§ Exercise goal:
Nothing in the entries below may be altered; print them as they stand.
☆ ☆ ☆ ☆ ☆ ☆ ☆
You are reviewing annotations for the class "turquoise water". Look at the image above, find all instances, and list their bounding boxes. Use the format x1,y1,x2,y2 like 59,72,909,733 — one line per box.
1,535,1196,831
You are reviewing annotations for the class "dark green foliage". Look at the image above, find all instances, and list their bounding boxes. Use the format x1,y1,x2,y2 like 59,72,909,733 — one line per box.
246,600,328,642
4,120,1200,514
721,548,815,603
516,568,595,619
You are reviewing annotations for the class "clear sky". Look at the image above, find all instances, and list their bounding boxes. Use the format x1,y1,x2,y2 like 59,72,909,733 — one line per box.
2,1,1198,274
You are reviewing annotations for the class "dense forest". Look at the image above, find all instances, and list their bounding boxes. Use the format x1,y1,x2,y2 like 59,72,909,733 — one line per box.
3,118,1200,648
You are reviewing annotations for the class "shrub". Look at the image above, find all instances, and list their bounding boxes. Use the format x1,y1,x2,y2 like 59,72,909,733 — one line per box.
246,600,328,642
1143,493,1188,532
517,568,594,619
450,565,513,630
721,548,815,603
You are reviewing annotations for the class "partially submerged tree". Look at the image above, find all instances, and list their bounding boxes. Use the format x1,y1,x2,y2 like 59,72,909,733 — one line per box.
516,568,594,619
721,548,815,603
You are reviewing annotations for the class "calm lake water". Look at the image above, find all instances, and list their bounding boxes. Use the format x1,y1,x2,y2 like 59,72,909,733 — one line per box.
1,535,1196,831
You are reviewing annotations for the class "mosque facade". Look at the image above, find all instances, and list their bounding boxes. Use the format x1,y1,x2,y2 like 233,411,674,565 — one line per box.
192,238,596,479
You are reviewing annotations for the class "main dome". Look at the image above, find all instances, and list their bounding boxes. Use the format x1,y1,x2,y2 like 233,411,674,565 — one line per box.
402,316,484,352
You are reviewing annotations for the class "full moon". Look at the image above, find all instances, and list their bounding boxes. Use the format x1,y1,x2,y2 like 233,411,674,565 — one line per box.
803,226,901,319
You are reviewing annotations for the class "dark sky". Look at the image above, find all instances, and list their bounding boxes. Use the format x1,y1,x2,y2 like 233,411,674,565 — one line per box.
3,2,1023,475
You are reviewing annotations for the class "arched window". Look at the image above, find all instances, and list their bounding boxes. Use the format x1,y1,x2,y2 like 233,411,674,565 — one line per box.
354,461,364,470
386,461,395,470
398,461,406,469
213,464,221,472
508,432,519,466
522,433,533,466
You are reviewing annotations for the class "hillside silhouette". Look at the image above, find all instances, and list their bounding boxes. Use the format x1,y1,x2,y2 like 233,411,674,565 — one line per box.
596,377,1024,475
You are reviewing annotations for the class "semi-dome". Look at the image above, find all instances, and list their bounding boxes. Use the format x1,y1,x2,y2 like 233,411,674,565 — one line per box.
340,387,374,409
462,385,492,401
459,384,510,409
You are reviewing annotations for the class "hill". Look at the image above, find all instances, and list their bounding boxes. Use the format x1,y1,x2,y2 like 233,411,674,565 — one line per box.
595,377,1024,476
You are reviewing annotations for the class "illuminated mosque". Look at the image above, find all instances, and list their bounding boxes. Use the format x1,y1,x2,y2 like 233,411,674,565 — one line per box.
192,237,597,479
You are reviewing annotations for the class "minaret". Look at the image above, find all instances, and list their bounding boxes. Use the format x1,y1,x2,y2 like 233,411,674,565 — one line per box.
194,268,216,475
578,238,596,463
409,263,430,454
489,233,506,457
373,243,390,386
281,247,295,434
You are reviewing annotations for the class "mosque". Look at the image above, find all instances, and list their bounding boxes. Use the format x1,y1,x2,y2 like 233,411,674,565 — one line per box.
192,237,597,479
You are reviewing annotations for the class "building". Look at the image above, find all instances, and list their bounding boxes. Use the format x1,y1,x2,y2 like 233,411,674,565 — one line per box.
☆ ☆ ☆ ☆ ☆ ☆ ☆
§ Written response:
You are reviewing annotations for the class "turquoise water". Look at the image above, find all instances, and list their bounding boxes. Use the format x1,y1,x2,y2 like 59,72,909,733 — one line per box.
1,535,1196,831
You are reviewing annotations for the class "dark green foliage". Look at the image above, find all instances, and list their bounding boxes. Use the format x1,y1,x2,y2 like 59,72,909,733 — one line per box.
246,600,328,642
4,120,1200,514
721,548,815,603
516,568,595,619
You are reviewing annotations for the class "clear sky". Look at the image above, find all instances, and list their bounding boxes. Use the format x1,y1,x2,y2 like 59,72,909,733 — one line per box.
2,1,1198,274
You are reviewing annotations for the class "dense forest". Look at the image above, find all instances, and list their bounding boxes. Use the format x1,y1,x2,y2 like 59,72,909,733 — one line per box.
3,118,1200,648
You are reviewing annotations for the class "shrub". Look at the image above, find all instances, and list their bounding boxes. Use the format x1,y1,x2,y2 like 59,72,909,733 — one line per box.
246,600,328,642
1143,493,1188,532
517,568,594,619
450,565,513,630
721,548,815,603
You are reviewing annotations for the class "partially submerged tree". Look at the image above, find all instances, and list their bounding boxes. Use the format x1,y1,x2,y2 like 59,72,909,733 — one line per box.
516,568,594,619
721,548,815,603
You are reviewing annotations for the class "calm lake water". Look at the image above, find all instances, and list their bounding boxes. Use the format x1,y1,x2,y2 like 59,72,909,733 — one line per box.
1,535,1196,831
You are reviewing annotations for the class "mosque facade". Look at the image above, find all instances, and list their bounding boxes. Use the format x1,y1,x2,y2 like 233,411,674,565 — one line per box.
192,238,596,479
You are reviewing annotations for the class "main dome". Look at the image above, find all instances, and list their bounding boxes. Use the format x1,y1,x2,y2 like 233,411,674,565 — one line per box.
402,316,484,352
You are reviewing annotations for the class "full moon". Look at the image above, find all instances, and list their bounding boxes. Use the format x1,y1,x2,y2 like 233,411,674,565 — one line per box.
803,226,901,319
You are reviewing annotations for the class "dark sky". Look at the image above, find all instances, and list their bounding boxes. Use the format x1,y1,x2,y2 like 233,411,674,565 — one line per box.
3,2,1023,475
You are reviewing annotations for the class "arched window". Look at the image above, find all instances, and list their bounding boxes. Use the format x1,y1,x2,y2 like 233,411,674,565 — one line per box.
354,461,364,470
386,461,395,470
398,461,406,469
213,464,221,472
508,432,519,466
522,433,533,466
You are reviewing annotations for the class "hillside silhouette". Look at the image above, find all instances, and list their bounding boxes. Use the format x1,y1,x2,y2 like 233,411,674,565 — one line per box.
596,377,1024,475
You are reviewing annotations for the class "semi-dome". Look at the image above, find all instances, and list their bounding boxes. Use the format x1,y1,x2,y2 like 233,411,674,565 — one line per box.
340,387,374,409
462,385,492,401
459,384,510,409
You are reviewing annotations for the class "hill". Look at the image above, find all instances, and list their bounding boxes. Use the format x1,y1,x2,y2 like 233,411,674,565 — one line per box.
595,377,1024,476
You are reviewing annotations for the class "illuminated mosque". Look at the image above, find all instances, and list their bounding boxes. Use the format x1,y1,x2,y2 like 233,411,674,565 — one line per box.
192,237,597,479
You are reviewing annotations for the class "minaret". Look at the image above, find all instances, and list their bounding boxes. Use the format x1,y1,x2,y2 like 233,411,674,565 — one line per box.
194,268,216,475
578,238,596,463
409,263,430,454
489,233,506,457
373,243,390,386
281,247,295,434
You are reviewing annotations for the class "mosque". Look at the image above, find all instances, and list their bounding boxes. Use the format x1,y1,x2,y2 like 233,411,674,565 — one line per box.
192,237,597,479
You are reviewing annotations for the class "building". Look at the image above, find all instances, and list their bounding boxes. Use the format x1,y1,x2,y2 like 233,411,674,565 — one line per box.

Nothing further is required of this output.